» Your goal: For every record here, output an exact copy.

- - - - -

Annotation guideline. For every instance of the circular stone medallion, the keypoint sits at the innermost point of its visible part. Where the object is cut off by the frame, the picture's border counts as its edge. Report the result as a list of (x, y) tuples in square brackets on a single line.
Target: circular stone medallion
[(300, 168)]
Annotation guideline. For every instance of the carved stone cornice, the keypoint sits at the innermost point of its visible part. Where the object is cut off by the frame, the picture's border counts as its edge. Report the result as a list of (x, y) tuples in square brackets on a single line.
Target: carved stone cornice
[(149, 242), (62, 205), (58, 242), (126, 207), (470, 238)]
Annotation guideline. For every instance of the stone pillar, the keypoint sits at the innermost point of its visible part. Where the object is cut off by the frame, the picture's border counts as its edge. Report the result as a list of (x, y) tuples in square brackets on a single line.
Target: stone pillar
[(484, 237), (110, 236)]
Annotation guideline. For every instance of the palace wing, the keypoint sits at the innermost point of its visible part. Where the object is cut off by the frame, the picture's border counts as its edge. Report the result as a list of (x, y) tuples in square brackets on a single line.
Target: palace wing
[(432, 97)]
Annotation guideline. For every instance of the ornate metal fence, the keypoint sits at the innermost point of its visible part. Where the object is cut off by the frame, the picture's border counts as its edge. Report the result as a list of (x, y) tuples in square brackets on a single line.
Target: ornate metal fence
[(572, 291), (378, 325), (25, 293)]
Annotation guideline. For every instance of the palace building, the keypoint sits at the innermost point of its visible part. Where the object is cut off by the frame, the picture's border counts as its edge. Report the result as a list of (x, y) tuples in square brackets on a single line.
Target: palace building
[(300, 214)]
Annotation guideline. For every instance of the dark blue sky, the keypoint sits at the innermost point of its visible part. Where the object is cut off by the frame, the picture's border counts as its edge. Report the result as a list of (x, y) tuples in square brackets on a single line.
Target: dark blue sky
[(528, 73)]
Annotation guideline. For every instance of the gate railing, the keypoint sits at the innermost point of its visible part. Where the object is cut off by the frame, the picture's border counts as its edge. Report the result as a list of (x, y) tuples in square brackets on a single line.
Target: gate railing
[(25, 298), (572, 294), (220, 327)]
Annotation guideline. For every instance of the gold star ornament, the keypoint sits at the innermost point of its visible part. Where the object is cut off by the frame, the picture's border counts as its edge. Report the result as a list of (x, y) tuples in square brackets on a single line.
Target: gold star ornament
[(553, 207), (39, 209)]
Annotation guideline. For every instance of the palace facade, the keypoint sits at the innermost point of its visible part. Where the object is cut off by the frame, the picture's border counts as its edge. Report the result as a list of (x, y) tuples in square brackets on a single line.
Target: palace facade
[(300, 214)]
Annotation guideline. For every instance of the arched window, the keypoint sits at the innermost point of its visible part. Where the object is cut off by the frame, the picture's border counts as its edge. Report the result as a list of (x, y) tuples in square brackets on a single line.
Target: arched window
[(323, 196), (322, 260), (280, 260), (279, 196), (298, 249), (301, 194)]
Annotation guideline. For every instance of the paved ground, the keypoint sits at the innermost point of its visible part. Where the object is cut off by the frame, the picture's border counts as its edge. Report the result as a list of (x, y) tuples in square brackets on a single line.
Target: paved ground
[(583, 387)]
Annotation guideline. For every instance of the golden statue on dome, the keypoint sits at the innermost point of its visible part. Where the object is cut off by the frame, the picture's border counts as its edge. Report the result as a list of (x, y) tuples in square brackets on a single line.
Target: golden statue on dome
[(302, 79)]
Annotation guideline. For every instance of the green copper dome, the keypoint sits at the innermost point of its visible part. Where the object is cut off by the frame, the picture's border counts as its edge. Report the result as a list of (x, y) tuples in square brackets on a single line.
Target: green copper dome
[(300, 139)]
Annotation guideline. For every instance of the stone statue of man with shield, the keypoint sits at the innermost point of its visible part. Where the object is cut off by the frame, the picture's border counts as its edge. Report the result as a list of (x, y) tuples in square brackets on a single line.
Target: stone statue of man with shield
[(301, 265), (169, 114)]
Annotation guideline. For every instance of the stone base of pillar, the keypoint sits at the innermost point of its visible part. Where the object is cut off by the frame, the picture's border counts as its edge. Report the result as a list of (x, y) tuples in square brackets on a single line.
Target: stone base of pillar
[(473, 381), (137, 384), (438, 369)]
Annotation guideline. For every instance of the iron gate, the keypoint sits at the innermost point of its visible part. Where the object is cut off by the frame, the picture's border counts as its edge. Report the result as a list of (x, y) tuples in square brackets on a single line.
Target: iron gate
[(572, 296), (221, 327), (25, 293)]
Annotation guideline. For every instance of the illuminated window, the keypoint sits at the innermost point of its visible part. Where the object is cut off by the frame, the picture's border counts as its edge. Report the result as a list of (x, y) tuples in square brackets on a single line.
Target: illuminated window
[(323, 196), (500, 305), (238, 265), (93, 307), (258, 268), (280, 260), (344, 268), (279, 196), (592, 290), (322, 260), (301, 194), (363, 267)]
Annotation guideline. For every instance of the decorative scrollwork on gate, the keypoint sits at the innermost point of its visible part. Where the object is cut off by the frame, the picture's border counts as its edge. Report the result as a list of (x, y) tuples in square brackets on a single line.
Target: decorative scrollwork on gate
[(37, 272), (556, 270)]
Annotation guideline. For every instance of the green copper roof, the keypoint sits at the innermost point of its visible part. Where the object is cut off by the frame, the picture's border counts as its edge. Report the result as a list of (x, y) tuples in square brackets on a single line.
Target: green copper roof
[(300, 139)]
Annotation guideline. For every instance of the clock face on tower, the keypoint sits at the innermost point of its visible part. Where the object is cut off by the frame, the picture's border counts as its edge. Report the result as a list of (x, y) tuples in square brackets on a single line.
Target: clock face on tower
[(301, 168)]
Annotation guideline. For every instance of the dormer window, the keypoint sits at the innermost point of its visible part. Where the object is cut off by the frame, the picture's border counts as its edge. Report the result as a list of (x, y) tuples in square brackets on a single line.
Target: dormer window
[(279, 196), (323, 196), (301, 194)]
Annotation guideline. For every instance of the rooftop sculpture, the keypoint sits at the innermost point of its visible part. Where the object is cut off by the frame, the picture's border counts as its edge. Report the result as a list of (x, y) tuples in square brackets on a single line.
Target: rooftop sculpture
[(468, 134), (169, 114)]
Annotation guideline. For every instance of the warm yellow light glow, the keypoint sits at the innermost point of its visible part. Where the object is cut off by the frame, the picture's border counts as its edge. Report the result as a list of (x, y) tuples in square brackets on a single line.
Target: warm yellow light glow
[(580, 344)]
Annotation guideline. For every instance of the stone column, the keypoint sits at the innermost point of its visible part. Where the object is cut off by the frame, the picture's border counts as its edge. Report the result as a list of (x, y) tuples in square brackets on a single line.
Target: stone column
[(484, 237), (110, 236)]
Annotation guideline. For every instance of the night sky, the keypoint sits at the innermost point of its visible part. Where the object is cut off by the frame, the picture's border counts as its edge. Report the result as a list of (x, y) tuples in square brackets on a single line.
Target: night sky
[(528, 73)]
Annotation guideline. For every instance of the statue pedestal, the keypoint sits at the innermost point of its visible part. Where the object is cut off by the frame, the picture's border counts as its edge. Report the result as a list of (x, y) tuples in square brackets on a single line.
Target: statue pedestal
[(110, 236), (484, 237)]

- - - - -

» Exercise result:
Annotation guideline. For every instance of the circular stone medallion, the keypoint sits at the innermost point of its visible part. Where the object is cut off by the frame, the picture's border counts as its edge. Report the result as a list of (x, y) tuples in square brackets on a single line.
Target: circular stone medallion
[(300, 168)]
Annotation guideline. For every instance of the carved stone cornice, the keypoint sits at the innermost point of its visible part. Where the object is cut off by the frame, the picture's border counts as its edge. Report the result as a list of (x, y) tuples in square brackets on a single line.
Target: carved stone cornice
[(149, 242), (62, 205), (58, 242), (126, 207), (470, 238)]
Annotation guideline. For every instance of the stone pillar, the keypoint sits at the innermost point of its visible part. Where the object is cut off by the frame, the picture's border counts as its edge. Report the result as a list of (x, y) tuples in square brackets on a single line.
Target: stone pillar
[(484, 237), (110, 236)]
Annotation guideline. For every instance of the palace wing, the keypoint sits at the innermost point of its visible part. Where the object is cut off by the frame, the picture's border counts as its edge. Report the result as a list of (x, y) tuples in square brackets on a single line.
Target: palace wing
[(432, 97)]
Annotation guideline. For every instance of the ornate metal fence, the keypoint sits at the innermost point of its visible part. Where the object is cut off by the frame, the picture's border counts as its edge. Report the result as a list of (x, y) tuples in square brackets on a single line.
Target: ornate metal fence
[(572, 291), (378, 325), (25, 293)]
Annotation guideline. For every instance of the palace building, the keypoint sits at the innermost point of its visible part. Where the object is cut off by the frame, the picture's border counts as its edge. Report the result as a list of (x, y) tuples in square brackets on a single line.
Target: palace building
[(300, 214)]
Annotation guideline. For every instance of the dark blue sky, the keypoint sits at the innermost point of its visible part. Where the object is cut off by the frame, the picture's border counts as its edge. Report the result as a list of (x, y) tuples in square brackets on a single line.
Target: dark blue sky
[(528, 73)]
Annotation guideline. For every instance of the gate railing, the keypoint sits at the innermost point of its visible part. Where the object is cut off by the frame, the picture's border counts as its edge. Report the result as a list of (x, y) tuples in square brackets on a single line.
Target: gate railing
[(25, 298), (572, 294), (220, 327)]
Annotation guideline. For every instance of the gold star ornament, the keypoint sits at the innermost point of its visible part. Where the object is cut off by the frame, the picture's border counts as its edge. Report the result as a list of (x, y) tuples in square brackets on a single line.
Target: gold star ornament
[(553, 207), (39, 209)]
Annotation guideline. For every instance of the palace facade, the keypoint sits at the innermost point of its visible part. Where the object is cut off by the frame, the picture's border counts as its edge. Report the result as a list of (x, y) tuples in square brackets on a single line.
Target: palace facade
[(300, 214)]
Annotation guideline. For every instance of the arched window, the keypoint sits at the innermost point of its visible part. Where the object is cut off by the frame, the picture's border counts as its edge. Report the result as a list of (x, y) tuples in square brackets on a single line.
Target: arched window
[(323, 196), (322, 260), (280, 260), (279, 196), (298, 249), (301, 194)]
Annotation guideline. For every instance of the paved ground, the keypoint sits at the innermost point of its visible part. Where the object is cut off by the frame, the picture's border counts as its edge. Report the result as a list of (x, y) tuples in square brackets on a single line.
Target: paved ground
[(583, 387)]
Annotation guideline. For every instance of the golden statue on dome, the keypoint sits at the innermost point of its visible part. Where the object is cut off by the frame, the picture's border counts as its edge. Report the result as a list of (x, y) tuples in square brackets on a single line.
Target: golden statue on dome
[(302, 79)]
Annotation guideline. For every instance of the green copper dome, the keypoint sits at the innermost point of its visible part. Where the object is cut off by the frame, the picture's border counts as its edge. Report the result as a list of (x, y) tuples in square brackets on a single line.
Target: green copper dome
[(300, 139)]
Annotation guideline. For every instance of the stone statue of man with shield, the keypoint sits at the innermost point of its visible part. Where the object is cut off by the frame, the picture's border counts as its edge. Report the result as a list of (x, y) tuples in square brackets on a single line.
Target: stone statue of man with shield
[(301, 265), (169, 114)]
Annotation guideline. For every instance of the stone base of pillar, the keypoint sits at the innermost point of its visible part. Where the object is cut off by the frame, the picture's border counts as its edge. Report the result as a list of (x, y) tuples in square brackets on a single line.
Target: stone base of pillar
[(473, 381), (137, 384), (438, 369)]
Annotation guideline. For every instance of the iron gate, the keypoint sits at the innermost point of its visible part. Where the object is cut off by the frame, the picture's border counts as its edge. Report the result as a list of (x, y) tuples in square brackets on a single line.
Target: iron gate
[(572, 296), (221, 327), (25, 293)]
Annotation guideline. For every instance of the illuminated window, the keypoint sits at the innermost point of its visible part. Where the object is cut off by the frame, the picture's border counts as its edge. Report the result as a list of (x, y) tuples in square brackets on a single line.
Target: illuminated window
[(323, 196), (500, 305), (238, 265), (93, 307), (258, 268), (280, 260), (344, 268), (279, 196), (592, 290), (322, 260), (301, 194), (363, 267)]
Annotation guideline. For every instance of the decorative scrollwork on gate, the keypoint sits at the innermost point of its visible part. Where the object is cut off by the frame, the picture's border counts as its edge. Report the result as a list of (x, y) tuples in square brackets on a single line.
Target: decorative scrollwork on gate
[(37, 272), (556, 270)]
Annotation guideline. For every instance of the green copper roof, the keypoint sits at the innermost point of its visible part. Where the object is cut off by the frame, the picture's border counts as its edge. Report the result as a list of (x, y) tuples in square brackets on a single line.
Target: green copper roof
[(300, 139)]
Annotation guideline. For every instance of the clock face on tower, the keypoint sits at the innermost point of its visible part. Where the object is cut off by the frame, the picture's border counts as its edge. Report the result as a list of (x, y) tuples in square brackets on a single line.
Target: clock face on tower
[(301, 168)]
Annotation guideline. For every instance of the dormer window, the keypoint sits at the innermost point of its visible part. Where the object is cut off by the frame, the picture's border counts as its edge. Report the result as a list of (x, y) tuples in square brackets on a single line.
Target: dormer window
[(279, 196), (323, 196), (301, 194)]
Annotation guideline. For every instance of the rooftop sculpture, the keypoint sits at the innermost point of its visible part. Where the object is cut off by the frame, the picture's border counts as its edge. Report the result as a list of (x, y) tuples in square brackets on a single line.
Target: rooftop sculpture
[(468, 134), (169, 114)]
Annotation guideline. For every instance of the warm yellow light glow, the keypoint sits at the innermost point of its visible part. Where the object is cut off by the frame, the picture's border counts as its edge. Report the result as a list of (x, y) tuples in square brackets on a single line.
Target: warm yellow light glow
[(580, 344)]
Annotation guideline. For every instance of the stone column, the keypoint sits at the innermost point of its visible part. Where the object is cut off by the frame, the picture's border counts as its edge. Report the result as a list of (x, y) tuples in square brackets on a single line.
Target: stone column
[(484, 237), (110, 236)]
Annotation guideline. For every instance of the night sky, the keypoint sits at the innermost point of its visible part. Where the object is cut off by the frame, the picture's border counts as its edge. Report the result as a list of (x, y) tuples in square brackets on a single line.
Target: night sky
[(528, 73)]
Annotation guideline. For every instance of the statue pedestal, the keypoint sits at the innermost point of its visible part. Where the object is cut off by the frame, the picture's border counts as its edge. Report the result as a list of (x, y) tuples in square brackets on a single line.
Target: statue pedestal
[(110, 236), (484, 237)]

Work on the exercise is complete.